◆ **What is being asked**: Report each line of the data below that contains the word "this", with uppercase and lowercase letters treated as different.

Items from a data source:
▼

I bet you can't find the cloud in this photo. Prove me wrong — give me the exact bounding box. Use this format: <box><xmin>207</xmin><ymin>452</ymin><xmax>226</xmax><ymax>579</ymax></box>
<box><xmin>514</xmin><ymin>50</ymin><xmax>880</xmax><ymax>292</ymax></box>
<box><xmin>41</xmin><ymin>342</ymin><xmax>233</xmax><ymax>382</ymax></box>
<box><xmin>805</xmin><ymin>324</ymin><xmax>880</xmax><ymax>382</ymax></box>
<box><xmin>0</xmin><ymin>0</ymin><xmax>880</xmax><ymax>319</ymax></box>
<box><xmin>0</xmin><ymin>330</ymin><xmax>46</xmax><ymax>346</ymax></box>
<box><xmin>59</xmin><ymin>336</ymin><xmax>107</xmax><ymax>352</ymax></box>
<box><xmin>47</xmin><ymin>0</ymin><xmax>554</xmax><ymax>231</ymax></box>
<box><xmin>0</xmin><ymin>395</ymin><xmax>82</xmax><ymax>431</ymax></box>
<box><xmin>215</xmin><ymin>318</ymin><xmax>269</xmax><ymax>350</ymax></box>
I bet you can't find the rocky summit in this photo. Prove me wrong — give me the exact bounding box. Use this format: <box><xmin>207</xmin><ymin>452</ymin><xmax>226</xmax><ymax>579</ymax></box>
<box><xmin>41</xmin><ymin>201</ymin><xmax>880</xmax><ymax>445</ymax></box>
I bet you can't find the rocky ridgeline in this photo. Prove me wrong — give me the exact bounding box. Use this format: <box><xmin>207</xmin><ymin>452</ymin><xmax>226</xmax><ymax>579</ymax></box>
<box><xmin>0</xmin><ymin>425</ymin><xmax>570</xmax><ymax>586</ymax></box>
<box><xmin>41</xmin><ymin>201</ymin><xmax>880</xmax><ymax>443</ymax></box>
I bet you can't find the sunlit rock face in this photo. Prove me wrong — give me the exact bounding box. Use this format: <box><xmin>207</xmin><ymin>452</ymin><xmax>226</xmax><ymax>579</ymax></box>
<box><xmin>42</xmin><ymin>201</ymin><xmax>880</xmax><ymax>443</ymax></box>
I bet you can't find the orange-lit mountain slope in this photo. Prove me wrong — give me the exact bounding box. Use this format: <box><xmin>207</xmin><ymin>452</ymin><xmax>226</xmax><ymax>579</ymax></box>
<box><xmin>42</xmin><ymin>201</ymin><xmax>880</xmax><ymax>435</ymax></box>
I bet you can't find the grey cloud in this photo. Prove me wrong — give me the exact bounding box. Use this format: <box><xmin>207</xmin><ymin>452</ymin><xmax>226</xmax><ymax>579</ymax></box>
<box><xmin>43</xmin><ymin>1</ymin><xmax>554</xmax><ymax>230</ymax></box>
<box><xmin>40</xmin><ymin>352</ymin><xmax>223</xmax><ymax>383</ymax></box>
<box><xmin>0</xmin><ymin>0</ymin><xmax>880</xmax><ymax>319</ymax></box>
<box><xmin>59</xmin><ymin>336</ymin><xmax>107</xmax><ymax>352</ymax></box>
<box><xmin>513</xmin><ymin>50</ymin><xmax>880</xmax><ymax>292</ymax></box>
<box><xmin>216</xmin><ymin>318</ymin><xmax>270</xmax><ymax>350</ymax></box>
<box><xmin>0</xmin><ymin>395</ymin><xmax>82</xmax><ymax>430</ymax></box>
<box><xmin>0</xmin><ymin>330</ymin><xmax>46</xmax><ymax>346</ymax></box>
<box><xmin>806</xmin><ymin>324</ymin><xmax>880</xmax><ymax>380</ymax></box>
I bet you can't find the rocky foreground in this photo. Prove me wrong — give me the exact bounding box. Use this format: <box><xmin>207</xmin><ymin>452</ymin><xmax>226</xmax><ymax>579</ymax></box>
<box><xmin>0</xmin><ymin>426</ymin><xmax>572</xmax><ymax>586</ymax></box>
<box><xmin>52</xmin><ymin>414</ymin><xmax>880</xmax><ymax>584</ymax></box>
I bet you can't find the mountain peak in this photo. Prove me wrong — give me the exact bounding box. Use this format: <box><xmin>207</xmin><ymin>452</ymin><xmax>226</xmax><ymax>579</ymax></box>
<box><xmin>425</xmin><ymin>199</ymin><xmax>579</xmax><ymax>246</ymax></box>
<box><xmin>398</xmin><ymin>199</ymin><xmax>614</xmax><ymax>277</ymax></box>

▲
▼

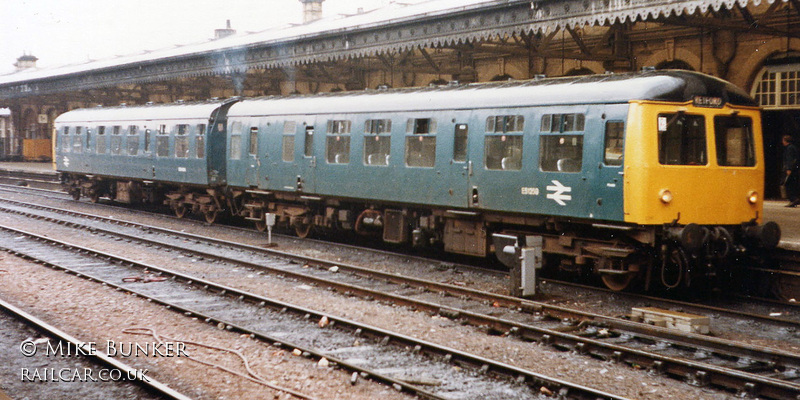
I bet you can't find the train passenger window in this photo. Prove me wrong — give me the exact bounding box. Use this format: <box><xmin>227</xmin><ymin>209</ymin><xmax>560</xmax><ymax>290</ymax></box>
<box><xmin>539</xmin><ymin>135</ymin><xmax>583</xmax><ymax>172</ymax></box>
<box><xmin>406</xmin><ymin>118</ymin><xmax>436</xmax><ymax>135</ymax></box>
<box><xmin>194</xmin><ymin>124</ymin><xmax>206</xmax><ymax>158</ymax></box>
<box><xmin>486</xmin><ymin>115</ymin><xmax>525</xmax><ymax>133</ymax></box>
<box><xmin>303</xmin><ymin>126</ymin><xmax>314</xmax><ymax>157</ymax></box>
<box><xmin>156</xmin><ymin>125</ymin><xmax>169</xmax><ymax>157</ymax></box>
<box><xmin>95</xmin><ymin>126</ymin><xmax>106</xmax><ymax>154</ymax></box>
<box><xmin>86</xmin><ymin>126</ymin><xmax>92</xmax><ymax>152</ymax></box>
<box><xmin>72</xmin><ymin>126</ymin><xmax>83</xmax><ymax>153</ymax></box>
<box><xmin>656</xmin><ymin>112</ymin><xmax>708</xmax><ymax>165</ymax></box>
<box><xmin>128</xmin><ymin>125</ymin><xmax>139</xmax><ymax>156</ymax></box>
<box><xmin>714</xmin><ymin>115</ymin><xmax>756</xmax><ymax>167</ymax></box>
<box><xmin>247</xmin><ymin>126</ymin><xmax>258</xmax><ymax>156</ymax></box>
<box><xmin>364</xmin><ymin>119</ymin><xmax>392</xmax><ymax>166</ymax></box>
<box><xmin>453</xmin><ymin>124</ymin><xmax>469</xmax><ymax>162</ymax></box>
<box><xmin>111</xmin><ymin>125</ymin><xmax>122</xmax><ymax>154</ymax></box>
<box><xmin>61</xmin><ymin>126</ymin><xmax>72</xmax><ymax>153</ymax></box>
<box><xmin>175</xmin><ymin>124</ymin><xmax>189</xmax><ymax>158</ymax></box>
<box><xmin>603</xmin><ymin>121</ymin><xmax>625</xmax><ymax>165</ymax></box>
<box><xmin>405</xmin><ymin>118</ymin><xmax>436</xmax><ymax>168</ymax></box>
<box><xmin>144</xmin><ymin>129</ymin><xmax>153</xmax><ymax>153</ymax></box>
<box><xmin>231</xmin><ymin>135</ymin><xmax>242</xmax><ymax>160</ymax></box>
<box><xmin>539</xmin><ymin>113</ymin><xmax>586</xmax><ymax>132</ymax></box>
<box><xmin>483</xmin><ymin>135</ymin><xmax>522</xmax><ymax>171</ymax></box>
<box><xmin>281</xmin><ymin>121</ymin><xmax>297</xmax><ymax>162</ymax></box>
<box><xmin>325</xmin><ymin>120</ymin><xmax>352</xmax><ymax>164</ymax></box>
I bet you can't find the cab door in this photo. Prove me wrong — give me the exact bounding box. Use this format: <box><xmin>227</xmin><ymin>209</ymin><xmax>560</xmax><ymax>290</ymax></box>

▲

◆ **Output below**:
I bet you can't find the cloud in this photo. Prove me wrong — give me the exact bounding box. Use this format: <box><xmin>207</xmin><ymin>452</ymin><xmax>226</xmax><ymax>579</ymax></box>
I bet you can't find the rocky summit in this photo. Prove me wrong — give me the exact bounding box. Use this format: <box><xmin>207</xmin><ymin>452</ymin><xmax>226</xmax><ymax>579</ymax></box>
I bet you can't find the rocky ridgeline in this photo. Prove me wrong — give me the exact bounding box. Use this format: <box><xmin>207</xmin><ymin>452</ymin><xmax>226</xmax><ymax>579</ymax></box>
I bet you can't find the sunlit rock face in this photo. Prove me wrong — give me the exact bounding box. Use this format: <box><xmin>207</xmin><ymin>452</ymin><xmax>226</xmax><ymax>579</ymax></box>
I bet you can't find the orange-lit mountain slope in this photo. Prove me wrong — give me the exact bounding box. Use this format: <box><xmin>207</xmin><ymin>452</ymin><xmax>226</xmax><ymax>579</ymax></box>
I bet you can't find the grey cloud in this photo. Prove me wrong — give me the exact bounding box. Use this format: <box><xmin>207</xmin><ymin>452</ymin><xmax>226</xmax><ymax>579</ymax></box>
I bet you can't find the rocky foreground in this photo. Prove me wrong — give me the exact bounding box. Use this format: <box><xmin>207</xmin><ymin>452</ymin><xmax>226</xmax><ymax>579</ymax></box>
I bet you can't find the mountain peak in this photo. Prove me wrong — give me the exact bounding box. Use this format: <box><xmin>207</xmin><ymin>452</ymin><xmax>226</xmax><ymax>579</ymax></box>
I bet you can't find the train passenger window in this photo. Prove me wrong — give me the exact bounding box. Use this format: <box><xmin>227</xmin><ymin>209</ymin><xmax>560</xmax><ymax>290</ymax></box>
I bet you can't find the cab door in this photo. Prove me wrong — give me the exact bounding box. Use this format: <box><xmin>227</xmin><ymin>209</ymin><xmax>560</xmax><ymax>290</ymax></box>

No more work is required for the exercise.